### SUPPLIED DATA
········

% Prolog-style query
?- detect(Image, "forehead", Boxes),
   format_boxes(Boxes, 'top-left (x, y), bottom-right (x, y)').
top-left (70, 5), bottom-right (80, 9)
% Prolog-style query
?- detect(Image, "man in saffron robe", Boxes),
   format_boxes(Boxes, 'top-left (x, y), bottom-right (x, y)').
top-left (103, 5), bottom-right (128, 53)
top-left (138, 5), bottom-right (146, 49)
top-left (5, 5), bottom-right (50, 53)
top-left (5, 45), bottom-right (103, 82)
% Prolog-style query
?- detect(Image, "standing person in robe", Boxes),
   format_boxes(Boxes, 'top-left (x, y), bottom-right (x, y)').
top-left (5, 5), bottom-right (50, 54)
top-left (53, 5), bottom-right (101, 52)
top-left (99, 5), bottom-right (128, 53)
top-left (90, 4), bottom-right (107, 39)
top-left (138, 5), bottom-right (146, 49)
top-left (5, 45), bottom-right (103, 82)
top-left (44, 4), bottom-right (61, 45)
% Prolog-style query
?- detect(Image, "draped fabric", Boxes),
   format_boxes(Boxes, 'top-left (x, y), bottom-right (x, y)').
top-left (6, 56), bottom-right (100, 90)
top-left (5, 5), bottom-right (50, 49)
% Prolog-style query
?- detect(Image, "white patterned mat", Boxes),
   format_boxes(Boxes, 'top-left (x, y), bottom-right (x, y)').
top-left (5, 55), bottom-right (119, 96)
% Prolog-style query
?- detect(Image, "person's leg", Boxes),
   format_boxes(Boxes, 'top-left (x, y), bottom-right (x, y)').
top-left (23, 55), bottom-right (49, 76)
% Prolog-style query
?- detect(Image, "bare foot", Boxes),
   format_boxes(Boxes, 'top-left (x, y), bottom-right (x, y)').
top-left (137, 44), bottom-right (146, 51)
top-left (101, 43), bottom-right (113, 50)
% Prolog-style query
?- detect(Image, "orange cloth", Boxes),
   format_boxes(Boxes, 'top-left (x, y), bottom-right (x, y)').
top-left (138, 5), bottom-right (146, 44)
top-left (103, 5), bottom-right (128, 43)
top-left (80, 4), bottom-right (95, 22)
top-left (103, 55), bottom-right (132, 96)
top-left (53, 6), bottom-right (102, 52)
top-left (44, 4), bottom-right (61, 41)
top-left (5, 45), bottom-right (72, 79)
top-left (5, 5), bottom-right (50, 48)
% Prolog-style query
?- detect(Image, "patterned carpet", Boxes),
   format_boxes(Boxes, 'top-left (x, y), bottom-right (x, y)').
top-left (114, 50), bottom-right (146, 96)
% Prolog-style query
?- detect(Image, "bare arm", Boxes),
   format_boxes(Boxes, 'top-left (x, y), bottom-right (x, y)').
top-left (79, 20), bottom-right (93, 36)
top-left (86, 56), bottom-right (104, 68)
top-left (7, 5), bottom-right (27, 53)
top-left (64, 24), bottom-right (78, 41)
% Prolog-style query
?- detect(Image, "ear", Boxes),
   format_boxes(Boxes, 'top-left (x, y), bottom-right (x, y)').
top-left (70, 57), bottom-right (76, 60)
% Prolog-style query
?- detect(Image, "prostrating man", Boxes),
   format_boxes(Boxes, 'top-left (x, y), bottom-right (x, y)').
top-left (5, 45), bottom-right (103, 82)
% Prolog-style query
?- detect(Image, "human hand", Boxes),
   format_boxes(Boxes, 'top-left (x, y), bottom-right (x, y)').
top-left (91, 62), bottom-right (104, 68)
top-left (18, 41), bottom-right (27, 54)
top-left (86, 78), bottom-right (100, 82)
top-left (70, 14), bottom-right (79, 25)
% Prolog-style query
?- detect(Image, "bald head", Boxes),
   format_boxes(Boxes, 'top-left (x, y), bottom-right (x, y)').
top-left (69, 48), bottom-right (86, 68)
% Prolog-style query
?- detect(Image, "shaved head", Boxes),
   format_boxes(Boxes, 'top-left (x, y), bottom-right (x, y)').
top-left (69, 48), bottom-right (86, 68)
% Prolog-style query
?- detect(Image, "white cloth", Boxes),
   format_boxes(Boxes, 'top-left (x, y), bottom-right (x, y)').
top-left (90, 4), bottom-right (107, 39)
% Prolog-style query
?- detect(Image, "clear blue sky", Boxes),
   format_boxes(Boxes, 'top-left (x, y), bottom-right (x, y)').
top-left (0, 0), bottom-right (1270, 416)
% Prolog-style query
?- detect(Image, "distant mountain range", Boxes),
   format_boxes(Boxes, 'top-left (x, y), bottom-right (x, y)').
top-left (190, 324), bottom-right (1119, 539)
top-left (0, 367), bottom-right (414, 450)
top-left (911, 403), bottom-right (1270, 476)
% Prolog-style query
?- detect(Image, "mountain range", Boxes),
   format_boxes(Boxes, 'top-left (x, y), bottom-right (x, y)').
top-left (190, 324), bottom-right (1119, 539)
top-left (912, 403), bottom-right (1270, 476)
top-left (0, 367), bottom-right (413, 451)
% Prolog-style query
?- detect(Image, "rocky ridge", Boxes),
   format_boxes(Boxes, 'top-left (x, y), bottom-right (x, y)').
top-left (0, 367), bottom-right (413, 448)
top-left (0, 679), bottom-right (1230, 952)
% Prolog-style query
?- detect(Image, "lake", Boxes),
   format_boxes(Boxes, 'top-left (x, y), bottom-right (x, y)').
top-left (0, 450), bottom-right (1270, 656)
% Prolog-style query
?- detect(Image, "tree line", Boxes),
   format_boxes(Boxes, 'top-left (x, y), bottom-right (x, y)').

········

### INSTRUCTION
Pull out each line of the data above that contains the word "robe".

### EXERCISE RESULT
?- detect(Image, "man in saffron robe", Boxes),
?- detect(Image, "standing person in robe", Boxes),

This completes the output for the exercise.